Excerpted data →
####################

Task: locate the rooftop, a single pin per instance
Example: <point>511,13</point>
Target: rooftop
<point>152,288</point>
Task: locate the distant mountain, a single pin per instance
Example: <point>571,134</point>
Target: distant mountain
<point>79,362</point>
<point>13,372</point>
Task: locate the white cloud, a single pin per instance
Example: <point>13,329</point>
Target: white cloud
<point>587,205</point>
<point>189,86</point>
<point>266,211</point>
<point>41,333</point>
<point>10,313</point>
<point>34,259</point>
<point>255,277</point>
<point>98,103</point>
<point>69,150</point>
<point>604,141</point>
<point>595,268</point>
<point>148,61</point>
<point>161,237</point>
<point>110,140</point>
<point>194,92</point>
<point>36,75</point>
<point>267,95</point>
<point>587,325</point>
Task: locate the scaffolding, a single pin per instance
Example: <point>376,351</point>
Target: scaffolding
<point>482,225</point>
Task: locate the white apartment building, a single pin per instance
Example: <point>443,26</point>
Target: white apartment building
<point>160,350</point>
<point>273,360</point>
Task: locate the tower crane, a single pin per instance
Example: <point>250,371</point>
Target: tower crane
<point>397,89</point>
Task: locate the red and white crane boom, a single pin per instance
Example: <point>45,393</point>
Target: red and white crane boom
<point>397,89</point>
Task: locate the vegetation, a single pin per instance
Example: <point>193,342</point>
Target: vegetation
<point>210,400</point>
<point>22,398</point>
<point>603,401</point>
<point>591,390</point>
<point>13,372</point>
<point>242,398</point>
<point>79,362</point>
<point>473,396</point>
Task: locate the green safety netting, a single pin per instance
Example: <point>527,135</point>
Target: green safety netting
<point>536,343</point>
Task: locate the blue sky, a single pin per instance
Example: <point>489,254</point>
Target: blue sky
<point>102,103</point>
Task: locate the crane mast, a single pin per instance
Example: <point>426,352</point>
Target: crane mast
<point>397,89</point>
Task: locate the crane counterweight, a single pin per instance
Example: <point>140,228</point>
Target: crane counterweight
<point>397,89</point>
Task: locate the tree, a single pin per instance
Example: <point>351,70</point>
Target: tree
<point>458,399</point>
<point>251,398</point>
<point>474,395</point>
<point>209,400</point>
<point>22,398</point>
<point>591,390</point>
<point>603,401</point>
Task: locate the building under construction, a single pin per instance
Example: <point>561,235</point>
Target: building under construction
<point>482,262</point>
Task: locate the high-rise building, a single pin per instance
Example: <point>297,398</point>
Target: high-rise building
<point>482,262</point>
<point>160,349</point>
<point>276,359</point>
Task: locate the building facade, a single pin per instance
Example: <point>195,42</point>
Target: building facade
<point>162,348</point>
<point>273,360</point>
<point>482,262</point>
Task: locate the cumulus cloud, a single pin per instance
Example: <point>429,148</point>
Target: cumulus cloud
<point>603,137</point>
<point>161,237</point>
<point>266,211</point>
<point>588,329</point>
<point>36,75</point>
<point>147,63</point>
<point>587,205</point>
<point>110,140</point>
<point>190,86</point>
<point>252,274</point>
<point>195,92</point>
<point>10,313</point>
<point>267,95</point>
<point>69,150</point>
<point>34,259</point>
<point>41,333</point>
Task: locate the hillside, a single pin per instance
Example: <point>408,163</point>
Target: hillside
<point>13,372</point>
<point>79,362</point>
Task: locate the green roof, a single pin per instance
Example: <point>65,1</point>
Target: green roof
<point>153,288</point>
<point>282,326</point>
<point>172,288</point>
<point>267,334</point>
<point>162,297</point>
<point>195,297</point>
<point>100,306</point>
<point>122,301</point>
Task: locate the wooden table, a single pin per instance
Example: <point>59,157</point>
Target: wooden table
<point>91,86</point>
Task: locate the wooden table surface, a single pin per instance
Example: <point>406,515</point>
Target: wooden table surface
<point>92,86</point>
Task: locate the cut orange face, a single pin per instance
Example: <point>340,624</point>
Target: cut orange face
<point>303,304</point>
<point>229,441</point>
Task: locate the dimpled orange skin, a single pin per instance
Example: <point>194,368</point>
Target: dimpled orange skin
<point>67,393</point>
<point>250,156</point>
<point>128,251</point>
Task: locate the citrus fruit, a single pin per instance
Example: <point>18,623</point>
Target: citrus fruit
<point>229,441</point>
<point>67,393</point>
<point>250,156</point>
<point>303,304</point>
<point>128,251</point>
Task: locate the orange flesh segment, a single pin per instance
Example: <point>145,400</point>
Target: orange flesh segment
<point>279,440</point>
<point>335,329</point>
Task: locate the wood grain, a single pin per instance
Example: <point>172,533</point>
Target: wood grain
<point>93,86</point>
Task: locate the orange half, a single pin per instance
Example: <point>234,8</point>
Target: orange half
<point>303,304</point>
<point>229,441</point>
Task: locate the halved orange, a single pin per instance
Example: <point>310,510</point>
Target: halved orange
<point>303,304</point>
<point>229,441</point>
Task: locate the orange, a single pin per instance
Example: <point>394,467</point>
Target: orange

####################

Task description → The required output is the span of lines from the one containing "Task: locate the wooden table, a" to the last line, reproduced character for character.

Correct response →
Task: locate the wooden table, a single pin per instance
Example: <point>59,157</point>
Target: wooden table
<point>91,86</point>
Task: locate the wooden table surface, a single pin per instance
Example: <point>406,515</point>
Target: wooden table surface
<point>92,86</point>
Task: locate the cut orange face, a single pin per instance
Example: <point>340,624</point>
Target: cut orange face
<point>303,304</point>
<point>229,441</point>
Task: locate the dimpled orange skin, a single pin per instance
Example: <point>194,368</point>
Target: dimpled orange skin
<point>67,393</point>
<point>250,156</point>
<point>128,251</point>
Task: locate the citrus fruit, a single pin per instance
Example: <point>18,623</point>
Target: citrus fruit
<point>229,441</point>
<point>67,393</point>
<point>250,156</point>
<point>303,304</point>
<point>128,251</point>
Task: locate the orange flesh segment, a single pin per instance
Example: <point>145,400</point>
Target: orange flesh segment
<point>279,440</point>
<point>335,329</point>
Task: locate the wood grain, a single pin per instance
Example: <point>172,533</point>
Target: wood grain
<point>93,86</point>
Task: locate the orange half, a single pin per instance
Example: <point>234,8</point>
Target: orange half
<point>303,304</point>
<point>229,441</point>
Task: locate the halved orange, a single pin per instance
Example: <point>310,510</point>
Target: halved orange
<point>303,304</point>
<point>229,441</point>
Task: locate the orange, a single pin per instance
Example: <point>394,467</point>
Target: orange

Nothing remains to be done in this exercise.